[Entries from a pointing dataset]
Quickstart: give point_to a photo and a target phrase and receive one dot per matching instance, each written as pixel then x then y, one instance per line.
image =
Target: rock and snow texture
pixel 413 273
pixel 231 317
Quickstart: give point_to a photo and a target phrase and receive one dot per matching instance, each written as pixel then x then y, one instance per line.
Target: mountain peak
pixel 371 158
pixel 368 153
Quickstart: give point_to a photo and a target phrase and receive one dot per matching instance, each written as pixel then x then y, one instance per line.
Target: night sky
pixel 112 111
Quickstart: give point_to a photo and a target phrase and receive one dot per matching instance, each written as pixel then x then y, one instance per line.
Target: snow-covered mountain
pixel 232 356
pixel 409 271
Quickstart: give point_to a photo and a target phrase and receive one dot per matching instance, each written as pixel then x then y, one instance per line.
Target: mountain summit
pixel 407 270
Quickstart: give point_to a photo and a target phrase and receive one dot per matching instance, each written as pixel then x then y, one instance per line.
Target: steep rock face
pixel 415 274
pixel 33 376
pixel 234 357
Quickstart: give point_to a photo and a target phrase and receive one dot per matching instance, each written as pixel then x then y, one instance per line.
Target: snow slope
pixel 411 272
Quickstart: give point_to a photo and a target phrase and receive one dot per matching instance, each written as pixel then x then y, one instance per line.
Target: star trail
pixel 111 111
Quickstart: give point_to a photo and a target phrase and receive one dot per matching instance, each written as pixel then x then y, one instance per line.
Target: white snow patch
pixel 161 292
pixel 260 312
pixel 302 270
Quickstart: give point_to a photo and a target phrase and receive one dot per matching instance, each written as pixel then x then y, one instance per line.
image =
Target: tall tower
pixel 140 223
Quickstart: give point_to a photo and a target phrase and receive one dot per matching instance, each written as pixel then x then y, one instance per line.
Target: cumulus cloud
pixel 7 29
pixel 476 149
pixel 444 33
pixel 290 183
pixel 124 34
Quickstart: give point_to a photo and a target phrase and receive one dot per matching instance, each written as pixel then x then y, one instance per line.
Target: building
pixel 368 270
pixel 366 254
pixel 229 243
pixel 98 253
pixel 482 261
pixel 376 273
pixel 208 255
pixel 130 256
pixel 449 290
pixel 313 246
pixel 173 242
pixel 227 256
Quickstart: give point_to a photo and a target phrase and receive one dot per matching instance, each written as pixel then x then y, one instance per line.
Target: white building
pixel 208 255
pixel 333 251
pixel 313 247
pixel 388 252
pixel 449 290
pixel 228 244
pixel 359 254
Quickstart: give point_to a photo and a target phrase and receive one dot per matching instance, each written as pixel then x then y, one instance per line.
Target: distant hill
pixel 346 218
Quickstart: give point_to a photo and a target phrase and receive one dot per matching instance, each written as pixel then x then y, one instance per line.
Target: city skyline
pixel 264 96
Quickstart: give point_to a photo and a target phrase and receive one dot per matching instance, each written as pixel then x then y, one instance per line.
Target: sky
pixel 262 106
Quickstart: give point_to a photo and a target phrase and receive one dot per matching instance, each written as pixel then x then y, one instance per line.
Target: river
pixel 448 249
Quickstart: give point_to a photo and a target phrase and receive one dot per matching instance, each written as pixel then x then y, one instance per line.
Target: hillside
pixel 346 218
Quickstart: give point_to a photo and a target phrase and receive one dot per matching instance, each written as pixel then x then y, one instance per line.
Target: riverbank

**Exercise**
Transcribe every line of the records above verbatim.

**Solved exercise**
Quickstart: give point_to a photo and a target phrase and receive one dot per matching instance, each written as pixel then x then y, one instance per line.
image =
Target: rock and snow texture
pixel 413 273
pixel 231 317
Quickstart: give point_to a photo and a target phrase and receive one dot per matching instance, each written as pixel then x then y, one instance per line.
Target: mountain peak
pixel 371 158
pixel 368 153
Quickstart: give point_to a photo and a target phrase and receive one dot per matching instance, each written as pixel then x then y, one instance per line.
Target: night sky
pixel 112 111
Quickstart: give point_to a photo and a target phrase and receive one dot per matching instance, each written as pixel then x then y, one instance per line.
Target: snow-covered mountain
pixel 232 356
pixel 409 271
Quickstart: give point_to a photo and a target phrase and receive one dot per matching instance, each written as pixel then x then y, one instance per line.
Target: mountain summit
pixel 407 270
Quickstart: give point_to a photo and a target phrase and receive one dot per matching instance, each written as pixel then x then y, one instance per line.
Target: steep rock face
pixel 415 274
pixel 33 376
pixel 234 357
Quickstart: give point_to a photo and a target phrase and receive one dot per matching instance, each written as pixel then x then y, one instance per line.
Target: snow slope
pixel 411 272
Quickstart: give point_to a photo and a target phrase and receive one dot per matching instance, each written as pixel then x then y, one instance per line.
Target: star trail
pixel 111 111
Quickstart: give point_to a photo and a target phrase and receive one dot per matching instance, each written as pixel then x then y, one instance per line.
Target: white snow patch
pixel 161 292
pixel 260 312
pixel 302 270
Quickstart: give point_to a photo and a target phrase and receive one dot per matching instance, each written as pixel then x then y, one instance per line.
image =
Target: tall tower
pixel 140 223
Quickstart: give point_to a photo and a target phrase and receive one dot per matching instance, each written as pixel then x then y, one instance per line.
Target: cumulus cloud
pixel 7 29
pixel 476 149
pixel 444 33
pixel 290 183
pixel 124 34
Quickstart: give point_to a photo and a target phrase and receive one dot per matching instance, each written as pixel then x then y, one instance per line.
Target: building
pixel 368 270
pixel 366 254
pixel 229 243
pixel 98 253
pixel 482 261
pixel 376 273
pixel 208 255
pixel 130 256
pixel 449 290
pixel 313 246
pixel 173 242
pixel 227 256
Quickstart: give point_to a photo and a target phrase and receive one dot per matching instance, each written as pixel then x then y, one instance per line.
Target: white building
pixel 208 255
pixel 333 251
pixel 313 247
pixel 388 252
pixel 449 290
pixel 228 244
pixel 359 254
Quickstart: give point_to a photo and a target phrase and receive one dot per matching instance, each written as pixel then x then y, one instance per line.
Target: distant hill
pixel 346 218
Quickstart: give point_to a photo and a target phrase and receive one dot per matching instance, each written as pixel then x then y, one instance per line.
Target: city skyline
pixel 264 96
Quickstart: give point_to a photo and a target phrase and receive one dot per matching instance, each written as pixel then x then y, one instance per line.
Target: sky
pixel 262 106
Quickstart: give point_to a photo and a target phrase and receive one dot per matching instance, each written as pixel then x then y, one instance per line.
Target: river
pixel 448 249
Quickstart: give point_to a photo and a target phrase and receive one dot per matching instance, each written as pixel then x then y, one instance per line.
Target: hillside
pixel 346 218
Quickstart: give point_to a photo and a target phrase and receive one dot per matching instance, each written as pixel then x then y, one instance per line.
Target: riverbank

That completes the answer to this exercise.